## Activity
Without leaving out a single line, restate the entries below exactly.

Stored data
_ _ _ _ _ _ _

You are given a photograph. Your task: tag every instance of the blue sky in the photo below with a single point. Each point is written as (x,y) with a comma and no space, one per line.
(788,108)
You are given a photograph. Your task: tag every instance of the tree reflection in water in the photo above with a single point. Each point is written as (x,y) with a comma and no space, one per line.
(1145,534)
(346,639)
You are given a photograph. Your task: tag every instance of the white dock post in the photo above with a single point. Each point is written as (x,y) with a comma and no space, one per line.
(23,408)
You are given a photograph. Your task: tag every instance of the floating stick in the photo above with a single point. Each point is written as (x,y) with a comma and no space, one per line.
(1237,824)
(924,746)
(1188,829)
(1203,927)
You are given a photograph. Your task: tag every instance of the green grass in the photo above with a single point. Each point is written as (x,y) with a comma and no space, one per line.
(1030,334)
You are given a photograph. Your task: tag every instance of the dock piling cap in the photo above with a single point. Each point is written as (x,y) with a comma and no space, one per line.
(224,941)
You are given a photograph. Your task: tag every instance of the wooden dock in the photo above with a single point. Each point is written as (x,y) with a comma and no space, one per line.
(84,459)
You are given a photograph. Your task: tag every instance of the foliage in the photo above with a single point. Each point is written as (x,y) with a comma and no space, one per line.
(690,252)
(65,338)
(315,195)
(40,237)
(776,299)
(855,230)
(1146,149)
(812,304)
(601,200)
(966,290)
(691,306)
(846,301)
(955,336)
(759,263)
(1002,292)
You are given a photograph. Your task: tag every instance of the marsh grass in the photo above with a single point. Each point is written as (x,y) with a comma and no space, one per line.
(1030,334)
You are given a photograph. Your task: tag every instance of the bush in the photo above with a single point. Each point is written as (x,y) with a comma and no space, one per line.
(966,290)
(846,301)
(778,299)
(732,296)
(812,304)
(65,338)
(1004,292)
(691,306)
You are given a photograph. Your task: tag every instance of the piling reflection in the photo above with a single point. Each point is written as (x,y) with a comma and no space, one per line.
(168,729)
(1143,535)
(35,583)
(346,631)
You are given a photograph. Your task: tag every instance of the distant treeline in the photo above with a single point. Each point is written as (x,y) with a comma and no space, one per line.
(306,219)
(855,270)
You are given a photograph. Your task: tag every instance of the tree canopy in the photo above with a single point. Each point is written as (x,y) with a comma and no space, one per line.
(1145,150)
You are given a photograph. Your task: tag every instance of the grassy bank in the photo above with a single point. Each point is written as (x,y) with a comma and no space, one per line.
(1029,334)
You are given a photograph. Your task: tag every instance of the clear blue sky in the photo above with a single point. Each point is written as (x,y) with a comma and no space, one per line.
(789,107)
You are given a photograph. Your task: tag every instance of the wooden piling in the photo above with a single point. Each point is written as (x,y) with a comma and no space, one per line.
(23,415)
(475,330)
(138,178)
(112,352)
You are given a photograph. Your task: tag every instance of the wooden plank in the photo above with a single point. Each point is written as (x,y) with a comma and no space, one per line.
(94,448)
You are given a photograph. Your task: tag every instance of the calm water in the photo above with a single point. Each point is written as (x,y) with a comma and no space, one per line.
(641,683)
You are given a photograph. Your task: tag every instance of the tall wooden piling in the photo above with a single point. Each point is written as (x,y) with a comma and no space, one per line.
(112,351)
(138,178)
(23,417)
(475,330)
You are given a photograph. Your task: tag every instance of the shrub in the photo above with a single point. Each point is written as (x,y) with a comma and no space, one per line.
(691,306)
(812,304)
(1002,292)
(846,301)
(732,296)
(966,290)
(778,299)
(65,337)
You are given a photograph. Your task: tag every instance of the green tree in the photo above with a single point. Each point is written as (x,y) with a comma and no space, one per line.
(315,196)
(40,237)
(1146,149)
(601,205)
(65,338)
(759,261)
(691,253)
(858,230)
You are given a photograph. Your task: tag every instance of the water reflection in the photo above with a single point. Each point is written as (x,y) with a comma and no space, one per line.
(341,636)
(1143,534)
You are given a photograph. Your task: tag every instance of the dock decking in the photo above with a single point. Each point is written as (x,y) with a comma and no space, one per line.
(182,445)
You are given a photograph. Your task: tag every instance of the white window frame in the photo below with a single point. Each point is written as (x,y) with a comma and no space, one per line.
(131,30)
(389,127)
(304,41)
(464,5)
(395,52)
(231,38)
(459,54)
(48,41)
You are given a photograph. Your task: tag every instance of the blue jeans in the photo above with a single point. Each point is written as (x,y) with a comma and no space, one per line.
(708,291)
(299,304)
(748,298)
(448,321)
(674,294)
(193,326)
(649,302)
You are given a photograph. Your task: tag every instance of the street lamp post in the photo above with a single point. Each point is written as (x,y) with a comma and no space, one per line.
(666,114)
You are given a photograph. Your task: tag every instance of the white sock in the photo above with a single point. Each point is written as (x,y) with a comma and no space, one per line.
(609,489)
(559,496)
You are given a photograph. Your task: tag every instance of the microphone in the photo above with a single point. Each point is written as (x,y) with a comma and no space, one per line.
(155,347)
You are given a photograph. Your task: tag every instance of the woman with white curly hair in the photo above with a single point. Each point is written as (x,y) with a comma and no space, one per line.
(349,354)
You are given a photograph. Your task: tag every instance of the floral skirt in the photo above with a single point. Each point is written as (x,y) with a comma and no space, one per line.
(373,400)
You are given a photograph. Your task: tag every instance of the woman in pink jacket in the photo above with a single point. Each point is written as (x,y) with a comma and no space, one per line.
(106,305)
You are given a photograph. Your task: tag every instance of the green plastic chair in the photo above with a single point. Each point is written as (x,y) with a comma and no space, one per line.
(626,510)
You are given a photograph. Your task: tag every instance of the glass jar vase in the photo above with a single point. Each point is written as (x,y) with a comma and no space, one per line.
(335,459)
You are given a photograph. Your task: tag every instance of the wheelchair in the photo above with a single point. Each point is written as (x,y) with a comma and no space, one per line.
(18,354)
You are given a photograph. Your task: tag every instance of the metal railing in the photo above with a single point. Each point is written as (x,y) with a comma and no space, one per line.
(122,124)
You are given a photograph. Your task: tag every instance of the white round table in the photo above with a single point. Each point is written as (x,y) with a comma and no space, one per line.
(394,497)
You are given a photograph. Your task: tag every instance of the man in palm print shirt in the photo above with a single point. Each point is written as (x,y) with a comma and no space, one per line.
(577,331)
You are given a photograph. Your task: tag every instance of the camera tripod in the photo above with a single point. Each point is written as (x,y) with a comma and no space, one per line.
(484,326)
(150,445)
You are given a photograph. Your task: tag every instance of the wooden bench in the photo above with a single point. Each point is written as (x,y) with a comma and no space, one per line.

_ _ _ _ _ _ _

## Exercise solution
You are given a photograph. Your task: tag every instance of the blue sky in the photo below with a single point. Each point is written as (x,y) with a comma and no space, one per line.
(788,108)
You are given a photograph. Your task: tag every instance of the tree reflection in water in the photo above with a single point. Each point is written as (x,y) with a comma and no space, one per line.
(1145,534)
(346,639)
You are given a photograph. Your task: tag every instance of the white dock post in the photo above with a single point. Each point is written as (x,y) with a comma and no space, one per line.
(23,408)
You are given a photograph. Your task: tag every instance of the floating stick in the photo above with a single point. Each point is written as (x,y) with a comma and no space, one per line.
(1237,824)
(924,746)
(1188,829)
(1203,927)
You are given a photograph. Your task: tag every instance of the green grass in the photo above with a single point. Each point is written as (x,y) with a comma and no space, one per line.
(1030,334)
You are given a photograph. Your task: tag every instance of the dock piling cap in the photo above with a single point. Each point is written as (x,y) with a comma and no space, one per line.
(224,941)
You are given a photograph. Your task: tag every instance of the wooden dock in the photo above with a single point. Each point is written as (x,y) with a comma and no space, one per line.
(84,459)
You are given a photograph. Your task: tag every instance of the foliage in the photo above with a single point. Each point is written as (x,y) with a comma and no space, one per line.
(690,252)
(65,338)
(315,195)
(40,237)
(776,299)
(855,230)
(1146,149)
(812,304)
(601,200)
(966,290)
(691,306)
(846,301)
(955,336)
(759,263)
(1002,292)
You are given a photograph. Your task: tag every instance of the marsh grass in the photo above with a single point. Each point is written as (x,y) with a comma and no space, one per line.
(1030,334)
You are given a photograph. Your task: tag every instance of the bush in the photo above with a single point. Each point is written as (x,y) with a comma and no space, one per line.
(966,290)
(846,301)
(778,299)
(732,296)
(812,304)
(65,338)
(1004,292)
(691,306)
You are given a photograph. Your task: tag every instance of the piling reflection in the photo above with a single point. Each point is written as (x,y) with a comma and no space, one per line.
(168,729)
(1143,535)
(35,583)
(346,631)
You are given a photograph. Your task: tag every instance of the distant treeline in the photo above with a single point. Each point is written as (x,y) with a comma and no space, one per line.
(306,219)
(855,270)
You are given a photograph. Your task: tag every instance of the tree canopy in the photo above with a single point. Each point is written as (x,y) with a comma and no space, one per line.
(1145,150)
You are given a photograph. Your task: tag every instance of the grassy bank in the photo above with a single point. Each point is written as (x,y) with a comma and no space, one per line.
(1029,334)
You are given a photograph. Your task: tag every instance of the clear blue sky in the photo above with a single point. Each point is written as (x,y) with a comma and no space, one per line.
(789,107)
You are given a photograph. Your task: tag every instance of the wooden piling in the photo above with a single point. Each point is written as (x,y) with a comma and no space, one per line.
(23,415)
(475,330)
(138,178)
(112,352)
You are given a photograph. Your task: tag every instance of the wooden plank in the photo above with a single point. Each point is written as (x,y) with a comma and no space, one per line.
(94,448)
You are given a photograph. Your task: tag every instance of the calm water in the photo above with a single point. Each point is written as (x,y) with a comma and no space, one per line.
(641,683)
You are given a photograph. Your task: tag every instance of the tall wooden piling in the photo above with a single point. Each point is written as (x,y) with a comma and no space, one per line.
(112,351)
(138,178)
(23,417)
(475,330)
You are given a photograph. Your task: tag every instance of the shrub in the photo above with a single point. Each point is written as (x,y) with a comma and no space, one per line.
(691,306)
(812,304)
(1002,292)
(846,301)
(732,296)
(966,290)
(778,299)
(65,337)
You are given a photograph. Your task: tag every instance of the green tree in the photo above with a single point. Each point is written as (x,y) with a comma and no space, one per line.
(315,196)
(40,237)
(1146,149)
(601,205)
(65,338)
(759,261)
(691,253)
(858,230)
You are given a photograph. Your task: tag every instance of the water reflection in the photo above with a single point. Each point is written as (x,y) with a comma and no space, one per line.
(341,636)
(1143,534)
You are given a photograph. Your task: tag every instance of the dock decking in the photo above with a single point. Each point is written as (x,y) with a comma and no space, one per line.
(182,445)
You are given a photograph. Your task: tag every instance of the white window frame in the photo below with a single point. Each point is written as (x,y) with a comma and no space, one per line.
(131,30)
(389,127)
(304,41)
(464,5)
(395,52)
(231,38)
(459,54)
(48,41)
You are given a photograph. Your task: tag every instance of the blue jeans in the photo above with a single point. Each point is written as (x,y) with a comma and no space, one per line.
(708,291)
(299,304)
(748,298)
(448,321)
(674,294)
(193,326)
(649,302)
You are given a photograph. Your task: tag every instance of the street lamp post in the photo above with a single point. Each point is written as (x,y) with a comma and no space, one per line.
(666,114)
You are given a photograph. Your task: tag every instance of the white sock in the photo above with a single point. Each point is written as (x,y) with a comma and no space, one per line.
(609,489)
(559,496)
You are given a photograph. Your task: tag every instance of the microphone in the photo above with a single point. Each point is written as (x,y) with a comma and no space, one per line.
(155,347)
You are given a photograph. Your task: tag every instance of the woman with white curly hair in the photo above with a single point. Each point is written as (x,y) with a comma and no space, one per line.
(349,354)
You are given a photograph. Your task: tag every instance of the floral skirt in the photo above with a single point. Each point is written as (x,y) with a comma and no space, one per line.
(373,400)
You are given a photograph. Your task: tag every instance of the woman in pink jacket in the photo above with a single point. Each point is written as (x,y) with a comma and no space, one per line.
(106,305)
You are given a photograph. Your task: tag every instance of the green plastic chair in the photo above with a single point. Each point is written as (x,y) with a comma and no space, one per line.
(626,510)
You are given a photograph. Your task: tag every instance of the glass jar vase in the photo above with a single point. Each point is written as (x,y) with a comma and no space, one per line.
(335,459)
You are given a photograph. Your task: tag every instance of the wheelchair in the photo above with a single point. Each point is written as (x,y) with a comma and no space, one per line.
(18,354)
You are given a photograph. Your task: tag every instance of the metal railing in the photo above with a single point. Each point is written as (x,y) with a comma and no space, one per line.
(122,124)
You are given a photograph. Your task: tag every instance of the white round table in the photo above with a single point. Each point is written as (x,y) with a comma and no space, one per line.
(394,497)
You are given a photograph. Your task: tag every instance of the man in palm print shirt in the photo above with a single point. Each point is written as (x,y) with a comma and no space, one per line.
(577,331)
You are given a photograph. Your task: tag every instance of the camera tripod in the photo above with a single point. Each point is written as (x,y) with a comma and no space, one per line.
(484,326)
(150,445)
You are given a photograph. Your task: tag every instance of the wooden bench in the photo above with a single point. Each point is written as (x,y) with a comma and no space, one per line.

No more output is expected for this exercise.